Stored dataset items
********************
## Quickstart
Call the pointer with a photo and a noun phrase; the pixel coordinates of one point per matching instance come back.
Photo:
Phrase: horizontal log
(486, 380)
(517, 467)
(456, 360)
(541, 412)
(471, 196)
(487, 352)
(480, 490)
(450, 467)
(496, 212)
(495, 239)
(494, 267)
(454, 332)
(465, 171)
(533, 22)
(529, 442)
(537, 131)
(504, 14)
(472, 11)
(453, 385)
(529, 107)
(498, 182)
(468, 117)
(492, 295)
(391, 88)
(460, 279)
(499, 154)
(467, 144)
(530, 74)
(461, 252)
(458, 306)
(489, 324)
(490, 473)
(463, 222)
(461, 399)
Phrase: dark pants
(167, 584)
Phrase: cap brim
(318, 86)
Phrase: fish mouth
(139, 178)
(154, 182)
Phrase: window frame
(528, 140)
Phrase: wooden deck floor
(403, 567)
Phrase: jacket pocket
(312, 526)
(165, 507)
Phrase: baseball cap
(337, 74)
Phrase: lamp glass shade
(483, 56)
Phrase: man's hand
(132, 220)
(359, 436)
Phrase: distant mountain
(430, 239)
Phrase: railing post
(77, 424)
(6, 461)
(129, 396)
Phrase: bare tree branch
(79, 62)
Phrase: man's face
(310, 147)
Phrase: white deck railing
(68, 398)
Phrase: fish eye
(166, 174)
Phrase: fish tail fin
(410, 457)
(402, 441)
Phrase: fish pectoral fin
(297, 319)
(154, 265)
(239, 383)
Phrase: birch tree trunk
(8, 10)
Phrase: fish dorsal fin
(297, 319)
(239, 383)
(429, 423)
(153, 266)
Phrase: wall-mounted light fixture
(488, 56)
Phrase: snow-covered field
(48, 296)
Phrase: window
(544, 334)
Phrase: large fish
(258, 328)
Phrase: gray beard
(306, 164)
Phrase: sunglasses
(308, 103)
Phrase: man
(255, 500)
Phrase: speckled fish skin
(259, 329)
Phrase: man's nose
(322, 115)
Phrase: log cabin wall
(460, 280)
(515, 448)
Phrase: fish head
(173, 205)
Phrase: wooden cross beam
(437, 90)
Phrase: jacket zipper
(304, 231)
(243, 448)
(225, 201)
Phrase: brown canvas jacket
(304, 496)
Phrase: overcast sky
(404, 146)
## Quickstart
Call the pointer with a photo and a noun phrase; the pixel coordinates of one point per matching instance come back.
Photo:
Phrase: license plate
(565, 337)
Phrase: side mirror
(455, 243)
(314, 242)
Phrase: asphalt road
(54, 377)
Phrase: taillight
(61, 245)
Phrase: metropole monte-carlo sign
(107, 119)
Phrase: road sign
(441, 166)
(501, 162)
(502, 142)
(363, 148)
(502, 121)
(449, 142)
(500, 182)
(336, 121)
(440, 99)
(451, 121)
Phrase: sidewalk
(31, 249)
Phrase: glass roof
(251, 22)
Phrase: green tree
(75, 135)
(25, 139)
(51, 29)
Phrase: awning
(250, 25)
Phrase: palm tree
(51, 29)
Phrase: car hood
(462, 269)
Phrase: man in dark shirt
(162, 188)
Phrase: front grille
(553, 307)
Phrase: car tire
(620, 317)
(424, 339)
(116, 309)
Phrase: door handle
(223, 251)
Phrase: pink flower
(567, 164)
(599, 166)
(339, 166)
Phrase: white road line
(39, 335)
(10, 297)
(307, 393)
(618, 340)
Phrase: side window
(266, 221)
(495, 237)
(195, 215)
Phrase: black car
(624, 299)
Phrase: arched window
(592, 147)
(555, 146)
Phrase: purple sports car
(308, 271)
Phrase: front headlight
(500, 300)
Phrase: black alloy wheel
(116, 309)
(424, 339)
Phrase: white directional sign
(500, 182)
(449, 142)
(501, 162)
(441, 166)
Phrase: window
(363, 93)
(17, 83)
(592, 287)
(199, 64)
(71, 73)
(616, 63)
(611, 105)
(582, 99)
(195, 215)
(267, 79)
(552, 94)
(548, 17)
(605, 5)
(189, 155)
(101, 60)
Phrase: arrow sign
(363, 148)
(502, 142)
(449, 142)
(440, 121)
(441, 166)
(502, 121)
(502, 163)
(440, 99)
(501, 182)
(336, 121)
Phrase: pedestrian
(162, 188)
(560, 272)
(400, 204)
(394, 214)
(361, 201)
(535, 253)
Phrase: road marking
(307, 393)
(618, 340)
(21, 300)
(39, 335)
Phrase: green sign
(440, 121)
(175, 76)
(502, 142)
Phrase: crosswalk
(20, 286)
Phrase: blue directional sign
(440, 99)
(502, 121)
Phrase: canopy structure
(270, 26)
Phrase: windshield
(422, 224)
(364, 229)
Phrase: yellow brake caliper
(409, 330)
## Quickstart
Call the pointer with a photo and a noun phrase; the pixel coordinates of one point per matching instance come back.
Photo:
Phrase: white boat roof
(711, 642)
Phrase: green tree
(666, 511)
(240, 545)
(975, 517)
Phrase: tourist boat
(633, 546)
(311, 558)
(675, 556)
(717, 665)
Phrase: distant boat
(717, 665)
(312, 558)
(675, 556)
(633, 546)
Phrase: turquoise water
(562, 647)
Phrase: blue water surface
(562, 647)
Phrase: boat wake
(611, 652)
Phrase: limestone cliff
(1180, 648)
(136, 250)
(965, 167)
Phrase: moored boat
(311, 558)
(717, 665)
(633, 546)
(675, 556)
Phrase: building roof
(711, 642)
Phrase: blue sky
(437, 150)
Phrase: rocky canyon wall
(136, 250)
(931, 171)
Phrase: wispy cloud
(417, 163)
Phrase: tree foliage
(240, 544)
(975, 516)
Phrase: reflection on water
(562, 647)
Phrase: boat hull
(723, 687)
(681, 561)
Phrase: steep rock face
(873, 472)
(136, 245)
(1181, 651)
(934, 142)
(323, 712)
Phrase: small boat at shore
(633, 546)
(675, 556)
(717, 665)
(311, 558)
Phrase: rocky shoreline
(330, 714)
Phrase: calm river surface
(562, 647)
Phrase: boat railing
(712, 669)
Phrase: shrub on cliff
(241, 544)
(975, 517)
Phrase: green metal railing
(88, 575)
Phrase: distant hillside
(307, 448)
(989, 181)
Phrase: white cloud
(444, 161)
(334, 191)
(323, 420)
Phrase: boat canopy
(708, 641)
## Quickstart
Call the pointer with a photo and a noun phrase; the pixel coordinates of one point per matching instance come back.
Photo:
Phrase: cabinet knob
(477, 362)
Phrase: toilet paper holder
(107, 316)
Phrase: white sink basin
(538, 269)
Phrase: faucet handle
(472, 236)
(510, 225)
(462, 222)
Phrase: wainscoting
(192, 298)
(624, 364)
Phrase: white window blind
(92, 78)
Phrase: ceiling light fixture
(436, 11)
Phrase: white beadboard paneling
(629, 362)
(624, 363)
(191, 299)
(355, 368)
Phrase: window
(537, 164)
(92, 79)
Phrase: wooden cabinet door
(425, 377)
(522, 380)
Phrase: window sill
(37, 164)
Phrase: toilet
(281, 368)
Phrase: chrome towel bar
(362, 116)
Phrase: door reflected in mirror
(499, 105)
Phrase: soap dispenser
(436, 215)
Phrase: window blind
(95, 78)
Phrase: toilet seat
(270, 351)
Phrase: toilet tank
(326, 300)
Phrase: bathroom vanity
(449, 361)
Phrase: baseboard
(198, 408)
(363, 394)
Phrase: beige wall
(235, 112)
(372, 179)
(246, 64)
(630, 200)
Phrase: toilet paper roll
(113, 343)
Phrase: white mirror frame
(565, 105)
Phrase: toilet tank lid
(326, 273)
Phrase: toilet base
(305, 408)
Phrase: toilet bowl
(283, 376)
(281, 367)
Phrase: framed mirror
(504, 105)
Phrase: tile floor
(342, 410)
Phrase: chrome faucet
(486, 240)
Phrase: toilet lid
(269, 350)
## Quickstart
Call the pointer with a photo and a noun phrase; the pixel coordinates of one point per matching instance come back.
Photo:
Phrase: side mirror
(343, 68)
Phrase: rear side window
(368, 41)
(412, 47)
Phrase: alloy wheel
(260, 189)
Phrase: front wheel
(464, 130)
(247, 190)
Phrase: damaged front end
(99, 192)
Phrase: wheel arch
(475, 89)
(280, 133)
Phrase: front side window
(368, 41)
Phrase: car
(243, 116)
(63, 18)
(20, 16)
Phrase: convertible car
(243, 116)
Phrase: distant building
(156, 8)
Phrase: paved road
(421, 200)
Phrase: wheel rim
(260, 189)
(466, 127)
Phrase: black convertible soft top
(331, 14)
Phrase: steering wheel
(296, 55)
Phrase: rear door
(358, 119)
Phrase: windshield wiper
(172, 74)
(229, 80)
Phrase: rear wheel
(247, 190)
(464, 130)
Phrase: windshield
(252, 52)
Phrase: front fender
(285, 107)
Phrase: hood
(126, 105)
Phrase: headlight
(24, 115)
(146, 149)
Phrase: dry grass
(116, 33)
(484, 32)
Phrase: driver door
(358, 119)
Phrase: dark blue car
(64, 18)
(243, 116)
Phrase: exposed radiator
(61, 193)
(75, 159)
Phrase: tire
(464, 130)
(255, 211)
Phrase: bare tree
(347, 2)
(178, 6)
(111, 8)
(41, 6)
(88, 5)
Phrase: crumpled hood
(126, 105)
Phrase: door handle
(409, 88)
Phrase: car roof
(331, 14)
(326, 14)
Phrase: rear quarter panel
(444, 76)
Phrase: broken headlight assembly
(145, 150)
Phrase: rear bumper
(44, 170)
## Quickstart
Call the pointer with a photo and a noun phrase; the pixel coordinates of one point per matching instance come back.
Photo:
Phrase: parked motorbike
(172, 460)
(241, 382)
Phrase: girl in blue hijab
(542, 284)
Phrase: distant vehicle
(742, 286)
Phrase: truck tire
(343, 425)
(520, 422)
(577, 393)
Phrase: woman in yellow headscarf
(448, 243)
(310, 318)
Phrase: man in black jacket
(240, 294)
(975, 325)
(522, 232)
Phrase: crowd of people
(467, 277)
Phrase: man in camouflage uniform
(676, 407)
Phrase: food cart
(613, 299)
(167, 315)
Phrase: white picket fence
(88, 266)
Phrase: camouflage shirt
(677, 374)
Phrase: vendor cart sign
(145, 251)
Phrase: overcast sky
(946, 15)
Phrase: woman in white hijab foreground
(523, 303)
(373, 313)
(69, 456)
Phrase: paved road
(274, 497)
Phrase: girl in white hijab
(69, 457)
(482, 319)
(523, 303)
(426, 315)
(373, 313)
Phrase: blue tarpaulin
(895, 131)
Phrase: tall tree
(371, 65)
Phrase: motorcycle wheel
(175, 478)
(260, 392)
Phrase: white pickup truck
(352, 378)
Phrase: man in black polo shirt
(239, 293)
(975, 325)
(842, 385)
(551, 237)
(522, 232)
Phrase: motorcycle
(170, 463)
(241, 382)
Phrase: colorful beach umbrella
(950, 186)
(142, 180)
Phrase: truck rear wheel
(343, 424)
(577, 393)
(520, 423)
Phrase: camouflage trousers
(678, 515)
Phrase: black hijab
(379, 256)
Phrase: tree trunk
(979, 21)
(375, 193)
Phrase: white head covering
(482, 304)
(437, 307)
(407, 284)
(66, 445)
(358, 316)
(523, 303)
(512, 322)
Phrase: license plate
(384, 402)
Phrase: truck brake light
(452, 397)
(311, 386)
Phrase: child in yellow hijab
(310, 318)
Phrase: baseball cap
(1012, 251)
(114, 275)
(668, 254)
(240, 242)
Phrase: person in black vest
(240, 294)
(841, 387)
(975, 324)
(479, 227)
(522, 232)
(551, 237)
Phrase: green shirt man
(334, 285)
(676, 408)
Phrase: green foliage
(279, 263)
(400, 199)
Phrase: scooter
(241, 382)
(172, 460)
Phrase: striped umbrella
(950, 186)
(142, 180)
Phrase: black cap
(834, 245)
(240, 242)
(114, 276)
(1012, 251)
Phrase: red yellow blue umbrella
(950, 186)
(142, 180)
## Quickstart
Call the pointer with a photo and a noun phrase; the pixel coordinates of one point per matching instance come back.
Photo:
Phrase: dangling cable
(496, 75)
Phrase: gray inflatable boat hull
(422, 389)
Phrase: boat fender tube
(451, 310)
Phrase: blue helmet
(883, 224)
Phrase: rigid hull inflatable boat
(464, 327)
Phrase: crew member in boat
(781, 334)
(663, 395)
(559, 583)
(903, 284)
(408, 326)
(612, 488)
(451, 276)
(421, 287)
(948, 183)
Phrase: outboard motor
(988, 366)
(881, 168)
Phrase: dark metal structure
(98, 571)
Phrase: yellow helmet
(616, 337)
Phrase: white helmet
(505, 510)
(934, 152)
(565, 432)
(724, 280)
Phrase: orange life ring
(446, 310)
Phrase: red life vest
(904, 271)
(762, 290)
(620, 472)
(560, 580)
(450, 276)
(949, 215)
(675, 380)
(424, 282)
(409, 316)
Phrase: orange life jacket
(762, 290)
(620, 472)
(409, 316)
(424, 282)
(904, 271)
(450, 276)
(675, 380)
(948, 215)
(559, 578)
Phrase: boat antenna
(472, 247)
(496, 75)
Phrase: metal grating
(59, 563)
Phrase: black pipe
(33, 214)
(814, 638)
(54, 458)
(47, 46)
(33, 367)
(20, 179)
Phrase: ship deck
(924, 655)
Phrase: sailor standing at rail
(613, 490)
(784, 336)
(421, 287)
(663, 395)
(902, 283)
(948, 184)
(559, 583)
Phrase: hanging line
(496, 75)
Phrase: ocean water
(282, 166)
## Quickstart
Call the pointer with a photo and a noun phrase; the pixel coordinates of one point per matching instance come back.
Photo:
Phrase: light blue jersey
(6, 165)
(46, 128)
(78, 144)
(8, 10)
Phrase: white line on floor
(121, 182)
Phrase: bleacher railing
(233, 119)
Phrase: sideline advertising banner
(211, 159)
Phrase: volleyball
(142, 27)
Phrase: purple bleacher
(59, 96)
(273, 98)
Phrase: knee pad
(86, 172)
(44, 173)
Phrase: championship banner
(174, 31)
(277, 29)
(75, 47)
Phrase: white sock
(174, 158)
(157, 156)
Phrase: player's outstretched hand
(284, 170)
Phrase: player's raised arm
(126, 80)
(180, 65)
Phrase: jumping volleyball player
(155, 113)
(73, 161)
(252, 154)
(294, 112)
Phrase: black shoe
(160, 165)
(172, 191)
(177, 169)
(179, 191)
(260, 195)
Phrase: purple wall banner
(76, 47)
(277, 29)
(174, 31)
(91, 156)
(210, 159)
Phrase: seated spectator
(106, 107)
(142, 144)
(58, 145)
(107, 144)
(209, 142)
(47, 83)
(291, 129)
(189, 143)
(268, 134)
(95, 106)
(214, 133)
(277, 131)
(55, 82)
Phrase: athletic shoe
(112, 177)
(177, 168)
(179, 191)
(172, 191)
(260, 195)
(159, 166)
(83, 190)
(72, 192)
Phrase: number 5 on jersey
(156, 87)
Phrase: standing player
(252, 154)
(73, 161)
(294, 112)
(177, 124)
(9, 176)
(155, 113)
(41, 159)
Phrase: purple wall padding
********************
→ Exercise objective: Quote exactly and only the lines from the one holding "Phrase: hanging line" through the end of the data.

→ Full solution:
Phrase: hanging line
(496, 75)
Phrase: ocean water
(282, 166)
## Quickstart
Call the pointer with a photo and a noun phrase; the pixel coordinates of one point per matching instance come back.
Photo:
Phrase: light blue jersey
(6, 165)
(46, 128)
(78, 144)
(8, 10)
Phrase: white line on floor
(121, 182)
Phrase: bleacher railing
(233, 119)
Phrase: sideline advertising banner
(211, 159)
Phrase: volleyball
(142, 27)
Phrase: purple bleacher
(59, 96)
(273, 98)
Phrase: knee pad
(86, 172)
(44, 173)
Phrase: championship banner
(174, 31)
(277, 29)
(75, 47)
Phrase: white sock
(174, 158)
(157, 156)
Phrase: player's outstretched hand
(284, 170)
Phrase: player's raised arm
(126, 80)
(180, 65)
Phrase: jumping volleyball player
(155, 113)
(73, 161)
(252, 154)
(294, 112)
Phrase: black shoe
(160, 165)
(172, 191)
(177, 169)
(179, 191)
(260, 195)
Phrase: purple wall banner
(76, 47)
(277, 29)
(174, 31)
(91, 156)
(210, 159)
Phrase: seated spectator
(106, 107)
(142, 144)
(58, 145)
(107, 144)
(209, 142)
(47, 83)
(291, 129)
(189, 143)
(268, 134)
(95, 106)
(214, 133)
(277, 131)
(55, 82)
Phrase: athletic shoe
(112, 177)
(177, 168)
(179, 191)
(172, 191)
(260, 195)
(159, 166)
(83, 190)
(72, 192)
Phrase: number 5 on jersey
(156, 87)
Phrase: standing player
(252, 154)
(73, 161)
(294, 112)
(177, 124)
(9, 176)
(155, 113)
(41, 159)
Phrase: purple wall padding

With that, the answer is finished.